Search the material for "green" and show all lines that contain it.

__INPUT DATA__:
>>>>
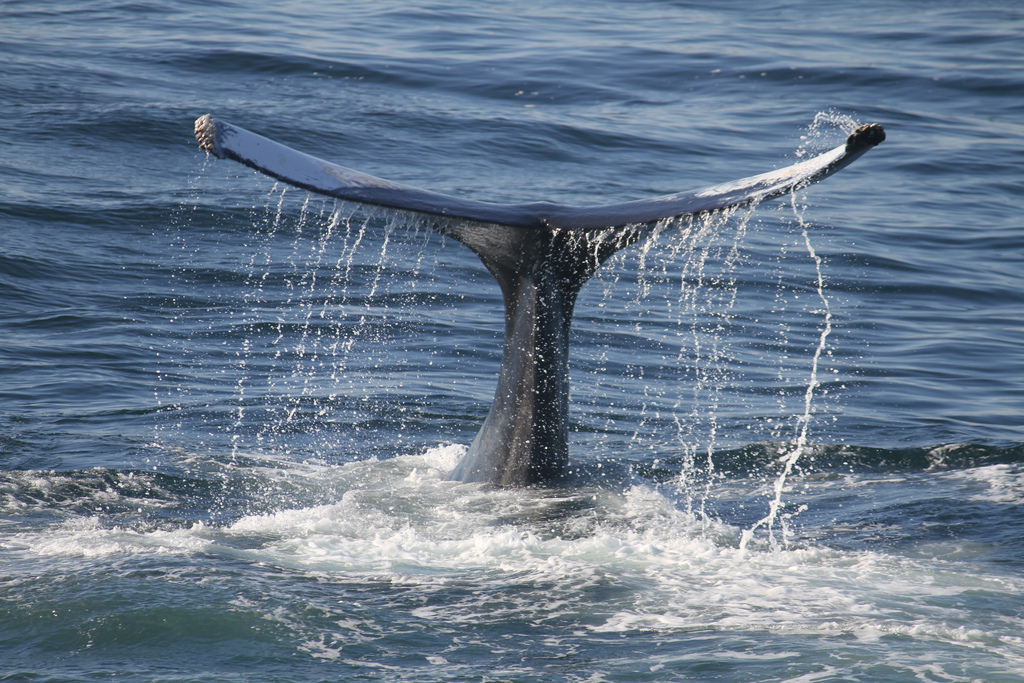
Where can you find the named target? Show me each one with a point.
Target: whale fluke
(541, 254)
<<<<
>>>>
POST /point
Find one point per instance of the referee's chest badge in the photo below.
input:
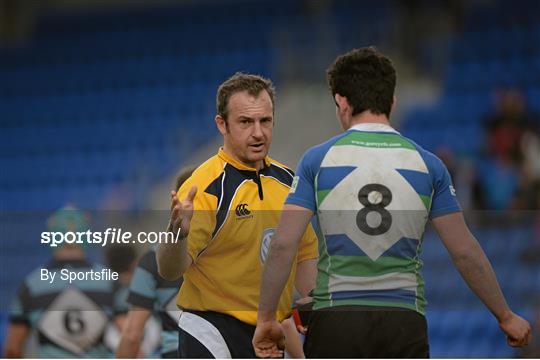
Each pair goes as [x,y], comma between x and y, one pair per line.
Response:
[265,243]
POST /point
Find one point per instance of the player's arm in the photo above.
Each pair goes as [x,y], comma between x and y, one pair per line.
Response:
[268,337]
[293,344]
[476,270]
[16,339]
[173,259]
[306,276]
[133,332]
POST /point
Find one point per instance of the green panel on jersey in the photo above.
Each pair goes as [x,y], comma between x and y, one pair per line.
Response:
<<<<
>>>>
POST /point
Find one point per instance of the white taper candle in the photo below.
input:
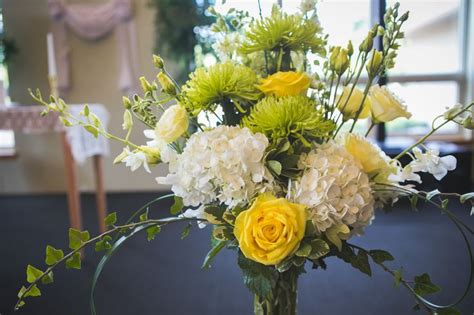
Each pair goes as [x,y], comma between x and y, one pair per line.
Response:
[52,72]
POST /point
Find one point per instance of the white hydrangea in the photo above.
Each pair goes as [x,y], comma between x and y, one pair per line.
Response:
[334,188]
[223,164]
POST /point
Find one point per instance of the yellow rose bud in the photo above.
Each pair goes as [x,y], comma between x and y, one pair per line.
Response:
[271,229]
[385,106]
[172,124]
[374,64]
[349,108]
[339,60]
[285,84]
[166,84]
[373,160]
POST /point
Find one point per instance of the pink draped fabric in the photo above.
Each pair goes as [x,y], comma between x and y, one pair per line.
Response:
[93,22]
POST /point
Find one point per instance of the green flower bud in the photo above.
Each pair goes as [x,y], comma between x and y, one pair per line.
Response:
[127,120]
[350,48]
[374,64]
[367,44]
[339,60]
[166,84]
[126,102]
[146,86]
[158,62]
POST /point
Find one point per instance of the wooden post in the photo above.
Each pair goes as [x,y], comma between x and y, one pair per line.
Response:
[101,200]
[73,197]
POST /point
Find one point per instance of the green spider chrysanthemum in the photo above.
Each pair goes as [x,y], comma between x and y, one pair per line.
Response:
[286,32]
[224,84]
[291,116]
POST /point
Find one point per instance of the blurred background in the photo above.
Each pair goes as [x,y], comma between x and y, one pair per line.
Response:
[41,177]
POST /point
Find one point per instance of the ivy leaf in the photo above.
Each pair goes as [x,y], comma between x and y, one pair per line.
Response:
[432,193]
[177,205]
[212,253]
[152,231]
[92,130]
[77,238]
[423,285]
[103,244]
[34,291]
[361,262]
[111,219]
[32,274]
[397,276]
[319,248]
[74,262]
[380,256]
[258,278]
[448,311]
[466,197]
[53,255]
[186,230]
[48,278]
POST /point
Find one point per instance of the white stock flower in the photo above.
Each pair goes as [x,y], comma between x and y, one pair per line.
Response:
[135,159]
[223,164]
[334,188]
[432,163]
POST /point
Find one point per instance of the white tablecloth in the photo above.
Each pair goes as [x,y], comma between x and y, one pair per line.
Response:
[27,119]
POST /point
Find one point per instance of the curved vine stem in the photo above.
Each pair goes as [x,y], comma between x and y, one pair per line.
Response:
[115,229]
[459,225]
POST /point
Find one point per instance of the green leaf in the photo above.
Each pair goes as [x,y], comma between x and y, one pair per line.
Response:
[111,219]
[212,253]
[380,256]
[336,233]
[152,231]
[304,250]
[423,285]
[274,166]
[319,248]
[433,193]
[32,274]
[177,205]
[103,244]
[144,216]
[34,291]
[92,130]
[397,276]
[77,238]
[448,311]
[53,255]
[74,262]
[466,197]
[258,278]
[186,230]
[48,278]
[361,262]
<<<<
__TASK SOLUTION__:
Find one point per instance of the green panel on jersey in the photo above.
Find one point per instance of the green flower bud in the photo above.
Find one point per instance of the green spider chrysanthemum in the photo above.
Find one point per instance of the green leaf in the photo above.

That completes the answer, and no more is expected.